[Records from a collection]
## Begin

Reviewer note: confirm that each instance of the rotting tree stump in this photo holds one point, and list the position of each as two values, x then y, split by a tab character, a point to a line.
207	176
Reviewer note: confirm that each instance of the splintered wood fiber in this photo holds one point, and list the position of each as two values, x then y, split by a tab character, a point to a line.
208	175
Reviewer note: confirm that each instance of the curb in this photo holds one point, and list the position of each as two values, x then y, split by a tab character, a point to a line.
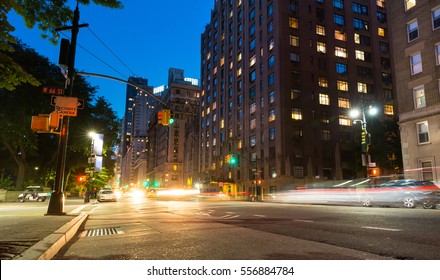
47	248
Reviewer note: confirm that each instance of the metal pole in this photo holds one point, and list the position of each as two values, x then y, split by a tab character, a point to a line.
364	129
56	202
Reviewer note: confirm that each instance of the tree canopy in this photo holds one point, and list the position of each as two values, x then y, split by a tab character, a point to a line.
22	150
47	15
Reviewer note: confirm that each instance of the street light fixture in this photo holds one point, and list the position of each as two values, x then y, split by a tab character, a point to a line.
359	116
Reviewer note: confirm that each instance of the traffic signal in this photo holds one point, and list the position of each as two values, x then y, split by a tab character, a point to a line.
81	179
374	172
233	160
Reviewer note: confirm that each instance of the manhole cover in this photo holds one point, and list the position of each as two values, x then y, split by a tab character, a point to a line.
101	232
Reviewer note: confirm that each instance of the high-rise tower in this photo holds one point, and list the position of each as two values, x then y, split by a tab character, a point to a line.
416	49
278	79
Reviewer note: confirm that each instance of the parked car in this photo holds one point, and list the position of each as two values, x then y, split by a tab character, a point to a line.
33	193
106	195
406	193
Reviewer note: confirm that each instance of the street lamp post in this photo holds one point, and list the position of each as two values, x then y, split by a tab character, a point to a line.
359	116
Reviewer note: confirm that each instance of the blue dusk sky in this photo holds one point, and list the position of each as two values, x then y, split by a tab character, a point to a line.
149	37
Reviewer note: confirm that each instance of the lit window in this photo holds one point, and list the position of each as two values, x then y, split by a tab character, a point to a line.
419	97
357	38
342	85
293	22
271	115
381	3
322	82
253	60
341	68
324	99
272	133
413	30
271	44
296	114
409	4
436	18
253	123
294	41
320	30
252	108
320	47
294	57
423	132
340	35
325	135
344	120
239	72
339	19
339	4
343	102
272	97
360	55
416	63
362	88
341	52
271	61
360	24
437	53
388	109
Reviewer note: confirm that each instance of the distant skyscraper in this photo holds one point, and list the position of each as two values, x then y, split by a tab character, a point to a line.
415	35
138	106
278	78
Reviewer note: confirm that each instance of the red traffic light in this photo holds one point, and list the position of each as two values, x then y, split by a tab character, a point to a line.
374	172
81	179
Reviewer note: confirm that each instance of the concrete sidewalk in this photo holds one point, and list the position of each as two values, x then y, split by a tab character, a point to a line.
35	235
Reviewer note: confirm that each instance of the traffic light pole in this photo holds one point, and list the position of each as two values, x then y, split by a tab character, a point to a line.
56	202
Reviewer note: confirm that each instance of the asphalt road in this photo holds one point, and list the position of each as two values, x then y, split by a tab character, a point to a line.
149	229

## End

The problem>
Please repeat all of the records above word for word, leaving the pictures out of your answer.

Answer to the exercise>
Reviewer note: confirm that each instance of the rotting tree stump in this photo holds one point, and list the position of each as two values, x then y, split by a tab character, a point to a line.
207	176
Reviewer note: confirm that each instance of the splintered wood fiber in this photo holds one point, and list the position of each as two values, x then y, split by a tab character, a point to a line.
208	175
Reviewer note: confirm that each instance of the curb in this photo holds one point, and list the position of each as two values, x then y, split by a tab character, a point to a line.
47	248
Reviewer note: confirm that each instance of the metal pole in this photo holds one point, and list the position of each as two values, x then y, split by a tab character, a point to a line.
364	129
56	202
Reviewer note: confirm that each instance of the tree canopy in this photo holds one point, and list the position of each as two values, x then y, split by a tab character, a point to a line.
22	150
47	15
Reviewer note: confirm that each instance of the street light fixture in this photo holds one point, and list the position of each as two values, x then y, split by a tab character, a point to a line.
359	116
Reviewer note: confirm that each instance of the traffic signal in this photo holds one point, and list the position of each as two values, x then y, split by a tab character, a point to a line.
81	179
374	172
233	160
Reviewer note: confirm that each instance of the manhole cover in this photo holds one point, and list the position of each as two values, x then y, split by a tab character, a point to a line.
101	232
Reviewer note: confirm that each instance of the high-rise tower in this photo holds one point, and list the position of each as two values, x then y, split by a tab character, a point to a line.
416	49
278	79
Reviewer note: confirm that each instance of the parked car in this photo holds one point, and list the position of each as two values, x then y, split by a tab character, a point to a line.
33	193
106	195
406	193
Reviewer note: confirm that each instance of the street lamp post in this photo holds one point, and list the position of each as two values, x then y, split by a tab character, a point to a line.
359	116
Reviewer note: confirm that each instance of the blue dusk sky in this photo holds one point, and list the position of each as two values, x then y, split by a tab character, a point to a line.
149	37
Reviewer note: confirm that each instance of the lit window in this photo holds one point, and list the position of each as two values, x then y, split by a tab character, a point to a line.
419	97
357	38
342	85
293	22
271	115
381	3
322	82
253	60
341	68
324	99
272	133
413	30
271	44
296	114
409	4
436	18
253	123
294	41
320	30
252	108
320	47
294	57
423	132
340	35
325	135
344	120
239	72
339	19
339	4
343	102
272	97
360	55
416	63
362	88
341	52
271	61
360	24
437	53
388	109
Reviewer note: confirm that each instance of the distant skyscraper in this photo holds one point, and list the position of each as two values, x then y, split by a tab character, a point to a line.
415	35
138	106
278	78
Reviewer note: confirm that each instance of the red traffic light in this photo holds one point, and list the position of each as two values, x then y, split by a tab character, a point to a line.
374	172
81	179
Reviewer note: confirm that each instance of the concrete sidewalk in this photo holds one point, and list the position of each as two values, x then y, split by a tab character, a point to a line.
35	235
Reviewer note: confirm that each instance of the traffic light pole in this photo holds one point, and list the position of each as two values, x then y, split by a tab character, a point to a line.
56	202
Reviewer note: confirm that each instance of the asphalt road in this photo holds one point, and list the position of each as two values, x then y, split by a tab character, a point to a line.
149	229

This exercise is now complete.